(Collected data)
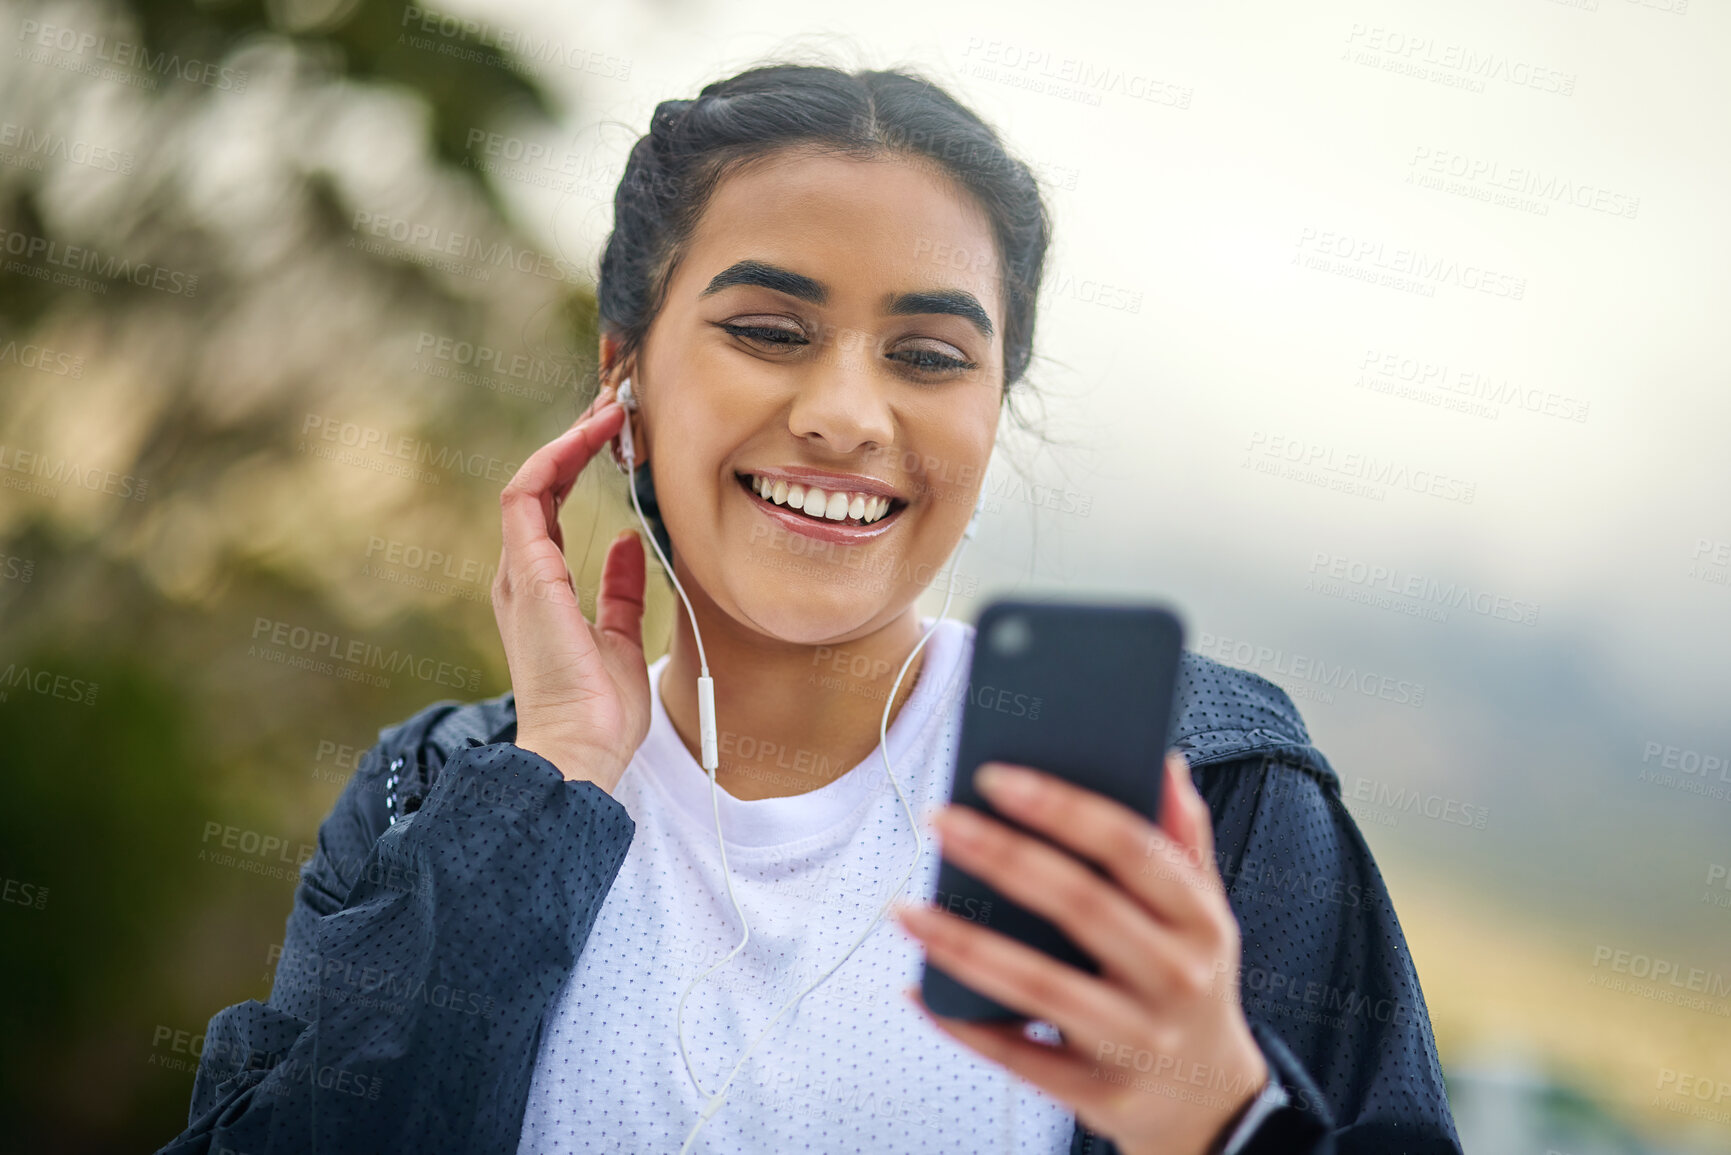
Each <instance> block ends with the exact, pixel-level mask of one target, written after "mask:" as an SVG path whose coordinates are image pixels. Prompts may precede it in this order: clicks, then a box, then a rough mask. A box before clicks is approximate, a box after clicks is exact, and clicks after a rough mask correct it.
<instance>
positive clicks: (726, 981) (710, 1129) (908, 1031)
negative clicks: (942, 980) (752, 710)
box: [518, 622, 1075, 1155]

#### EXERCISE REQUIREMENTS:
Should a picture appear among the entries, skip it and copy the rest exactly.

#### EXPECTED ANSWER:
Each <instance> block ends with the exact, pixel-level mask of one target, written after "mask:" as an SVG path whose coordinates are image pixels. Prompts may precede it in this order: clicks, then a box, then a rough mask. A box before clicks is approximate, a box after clicks is exact, and clicks after a rough mask correct it.
<instance>
positive clicks: (726, 981) (710, 1129) (908, 1031)
negative clicks: (942, 980) (752, 710)
box: [518, 622, 1075, 1155]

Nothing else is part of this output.